#### Supplied records

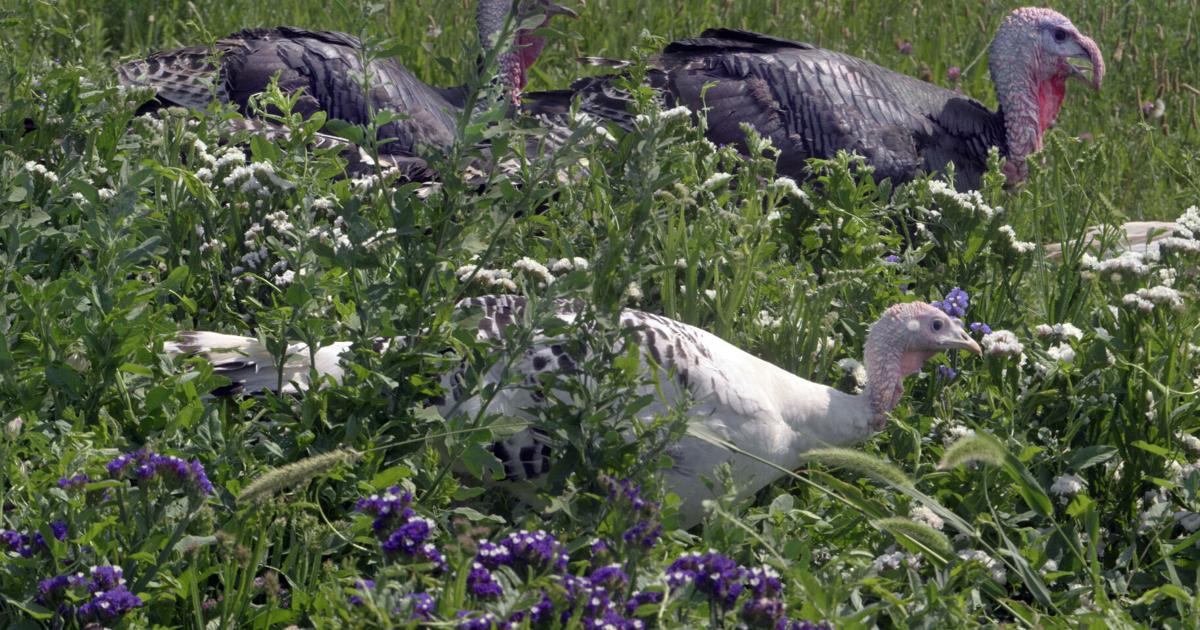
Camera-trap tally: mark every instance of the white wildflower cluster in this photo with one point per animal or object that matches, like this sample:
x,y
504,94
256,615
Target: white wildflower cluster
x,y
1002,343
787,186
1188,520
1065,331
376,240
35,168
281,275
1189,442
954,432
633,293
498,279
1062,353
924,515
1189,220
1067,486
895,559
208,245
970,202
1009,241
717,181
994,567
257,178
855,369
767,321
565,265
534,269
1128,263
1145,300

#### Aim of the exercise
Change every "white wildflower cluster" in the items above to "white flower clump", keep everything else the same, and leave the pictures out.

#### Reply
Camera-trap tally: mark every instance of the white flower clump in this photo with one point per animal or object that matches, like this sample:
x,y
504,94
256,615
Target: white flower clump
x,y
1002,343
787,186
1188,520
1065,331
376,240
35,168
281,275
1189,442
954,432
633,293
498,279
1062,353
924,515
1189,220
1067,486
895,559
208,245
970,202
1009,241
717,181
994,567
257,178
855,369
767,321
565,265
534,269
1128,263
1145,300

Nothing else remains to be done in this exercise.